Requisitos das tarefas:
a) As afirmações a seguir estão de acordo com o texto sobre a perda da avó? Para cada uma, responda sim ou não e cite literalmente as palavras do texto que decidem: (i) a avó ficou sem poder falar nos últimos dezessete anos; (ii) primeiro foi perdida a avó e depois o Vitor; (iii) religiosidade e instituição são apresentadas como a mesma coisa.
b) Reproduza o trecho do texto sobre a perda da avó que vai de "Se o ego é a" a "à nossa volta.", sem alterar nenhuma palavra.

Texto fornecido:
Minha avó teve um derrame que a impediu de falar nos últimos dezessete anos. Isso não a impediu de expressar seu amor de tantas outras formas que é impossível não senti-lo aqui ainda. Mesmo distante ela sempre esteve presente. Até que não estava mais. O vírus (é lugar comum dizer, eu sei, mas que precisa ser dito) trouxe uma lição urgente a todos nós, e já se anunciava há alguns anos antes, quando visto em retrospecto. Primeiro perdi o Vitor e depois a minha avó. Como sociedade, perdemos a aposentadoria e depois ganhamos um teto de gastos que nos engessou os gastos sociais por vinte anos (vinte!) anos. Se alguém acredita em karma há de convir que perder mais de cem mil vidas no ano seguinte não pode ser coincidência — colhemos aquilo que plantamos.

Se o ego é a voz dizendo que somos melhores do que de fato somos, é possível chegar à conclusão de que ele inibe o verdadeiro sucesso ao nos impedir de realizar uma conexão direta e honesta com o mundo à nossa volta.

HOLIDAY, Ryan. O ego é seu inimigo. Intrínseca; 1ª Edição (15 setembro 2017)

Claro, é oportunismo procurar sentido na tragédia, o que, em última instância, nunca terá. Mas podemos tirar algumas lições de más situações sim, e é isso o que define nossa espécie, de certa forma. Uma delas é não instrumentalizar as religiões: existem coisas boas e ruins em qualquer campo e, dada nossa tendência a olhar apenas o ruim, é óbvio que deveríamos atacar as religiões. Até a bruna marquezine fez isso! Porém religiosidade é uma coisa, instituição é outra; mesmo que não houvesse Deus, ponderou Voltaire certa vez, deveríamos inventá-lo. Não porque precisamos de uma força maior que nos tutele, no entanto, mas porque é natural no homem perguntar pelo porque. E nisso consiste a espiritualidade. A igreja, no entanto, cristalizou suas crenças em dogmas, o que coloca a discussão em outro âmbito.

Informações exibidas:
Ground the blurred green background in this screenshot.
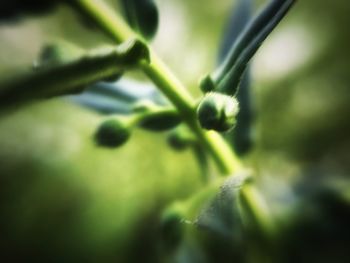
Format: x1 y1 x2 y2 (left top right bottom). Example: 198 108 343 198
0 0 350 262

Resultados do exercício:
a)
(i) Sim: "Minha avó teve um derrame que a impediu de falar nos últimos dezessete anos."
(ii) Não: "Primeiro perdi o Vitor e depois a minha avó."
(iii) Não: "Porém religiosidade é uma coisa, instituição é outra"

b)
Se o ego é a voz dizendo que somos melhores do que de fato somos, é possível chegar à conclusão de que ele inibe o verdadeiro sucesso ao nos impedir de realizar uma conexão direta e honesta com o mundo à nossa volta.